EXTRACT:
****

Rather than thinking about place brand, place makers should focus on place experience, according to placemaking, branding and property marketing thought leader Andy Hoyne.
Hoyne spoke about the challenges and opportunities of place branding for greenfield developments at Place Branding Australia 2024.
It might seem like a contradiction for a place branding expert, but Hoyne is the first to throw place branding orthodoxy out the window.
In fact, he hates logos and admits his personal opinion is that brands suck.
“I really dislike being marketed to. It really pisses me off,” he told attendees last week. “I don’t wear brands, I don’t wear logos, I don’t like them.
“Forget about place brands, think of place experiences that we can use brand as a lever to pull people together and help connect them.”
“For me its about what can I do to engage people? How can I take people on a journey and how do I help people build or grow a sense of pride in a place when maybe it doesn’t already exist, yet it should.”
Forget about place brands, think of place experiences that we can use brand as a lever to pull people together and help connect them.
Andy Hoyne
Brands, Hoyne says, are much more than logos. Rather, they are living, breathing things.
“They need to move. They need to come alive. They need to have a personality.
“So how do you make sure you’re building something that moves, evolves, engages and talks to a multitude of audiences?
“How do you make sure that people who are actually thinking about whether this could be right for them find a hook, a meaning, that touches the way they see their future. “
Don’t even start with authenticity
Another of Hoyn’e pet hates is authenticity.
“You are never, ever allowed to say that you’re authentic, because it instantly means that you’re not. Someone else can say you are, but you can’t say it,” he says.
Place branding is something Greenfield developments do a really bad job of, Hoyne told the conference.

****

[Excerpts from location labeling data]
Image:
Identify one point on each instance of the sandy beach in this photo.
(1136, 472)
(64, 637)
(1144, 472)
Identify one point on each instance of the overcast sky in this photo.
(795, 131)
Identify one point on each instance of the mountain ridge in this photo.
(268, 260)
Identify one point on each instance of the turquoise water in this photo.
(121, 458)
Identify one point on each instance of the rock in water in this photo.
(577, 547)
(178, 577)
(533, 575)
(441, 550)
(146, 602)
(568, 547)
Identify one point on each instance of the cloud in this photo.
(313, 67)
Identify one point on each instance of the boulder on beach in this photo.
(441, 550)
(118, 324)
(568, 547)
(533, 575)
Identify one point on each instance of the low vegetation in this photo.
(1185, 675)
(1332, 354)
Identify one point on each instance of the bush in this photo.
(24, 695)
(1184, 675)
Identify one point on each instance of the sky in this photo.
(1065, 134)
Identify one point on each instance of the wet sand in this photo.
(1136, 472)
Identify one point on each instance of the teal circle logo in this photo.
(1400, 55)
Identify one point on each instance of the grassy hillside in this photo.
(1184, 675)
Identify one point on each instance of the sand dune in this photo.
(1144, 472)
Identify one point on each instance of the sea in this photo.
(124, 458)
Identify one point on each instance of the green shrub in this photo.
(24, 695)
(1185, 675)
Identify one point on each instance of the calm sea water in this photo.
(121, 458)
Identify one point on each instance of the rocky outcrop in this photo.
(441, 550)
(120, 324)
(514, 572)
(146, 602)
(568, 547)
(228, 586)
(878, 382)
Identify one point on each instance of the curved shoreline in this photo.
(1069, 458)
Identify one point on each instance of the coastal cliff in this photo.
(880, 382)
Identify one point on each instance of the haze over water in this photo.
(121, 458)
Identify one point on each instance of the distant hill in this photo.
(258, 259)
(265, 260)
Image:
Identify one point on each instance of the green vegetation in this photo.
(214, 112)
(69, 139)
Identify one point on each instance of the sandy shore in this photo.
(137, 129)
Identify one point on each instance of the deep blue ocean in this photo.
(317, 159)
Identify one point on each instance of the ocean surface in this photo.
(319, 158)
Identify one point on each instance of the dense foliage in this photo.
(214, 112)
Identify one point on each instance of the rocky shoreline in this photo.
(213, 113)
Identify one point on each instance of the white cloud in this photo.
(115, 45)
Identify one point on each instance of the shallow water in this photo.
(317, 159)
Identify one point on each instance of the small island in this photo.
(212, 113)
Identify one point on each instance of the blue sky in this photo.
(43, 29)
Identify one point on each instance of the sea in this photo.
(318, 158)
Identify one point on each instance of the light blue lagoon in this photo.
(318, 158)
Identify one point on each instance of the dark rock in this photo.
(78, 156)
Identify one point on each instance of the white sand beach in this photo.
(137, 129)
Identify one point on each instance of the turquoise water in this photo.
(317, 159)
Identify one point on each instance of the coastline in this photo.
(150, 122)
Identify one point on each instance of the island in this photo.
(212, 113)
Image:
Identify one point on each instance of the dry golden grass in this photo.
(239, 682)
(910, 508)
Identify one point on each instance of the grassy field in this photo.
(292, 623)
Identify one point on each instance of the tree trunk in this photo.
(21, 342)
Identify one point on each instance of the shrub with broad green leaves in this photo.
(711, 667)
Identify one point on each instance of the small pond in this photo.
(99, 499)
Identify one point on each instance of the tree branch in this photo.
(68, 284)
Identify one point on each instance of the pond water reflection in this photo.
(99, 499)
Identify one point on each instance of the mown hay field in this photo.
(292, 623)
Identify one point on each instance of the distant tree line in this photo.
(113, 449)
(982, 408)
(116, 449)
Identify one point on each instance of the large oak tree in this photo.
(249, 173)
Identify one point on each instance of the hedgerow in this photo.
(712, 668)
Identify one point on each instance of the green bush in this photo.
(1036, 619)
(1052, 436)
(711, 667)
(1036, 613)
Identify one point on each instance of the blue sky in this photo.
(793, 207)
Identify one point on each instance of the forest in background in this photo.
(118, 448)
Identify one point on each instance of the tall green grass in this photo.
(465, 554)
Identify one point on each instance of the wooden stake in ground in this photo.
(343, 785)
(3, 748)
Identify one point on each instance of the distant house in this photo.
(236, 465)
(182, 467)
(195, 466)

****

WHAT THIS TASK INVOLVES: From the article on place branding, return the passage that opens with the words containing "Hoyne spoke about" and closes with "out the window.". These records have no connection to the article on place branding.

FINAL RESULT:
Hoyne spoke about the challenges and opportunities of place branding for greenfield developments at Place Branding Australia 2024.
It might seem like a contradiction for a place branding expert, but Hoyne is the first to throw place branding orthodoxy out the window.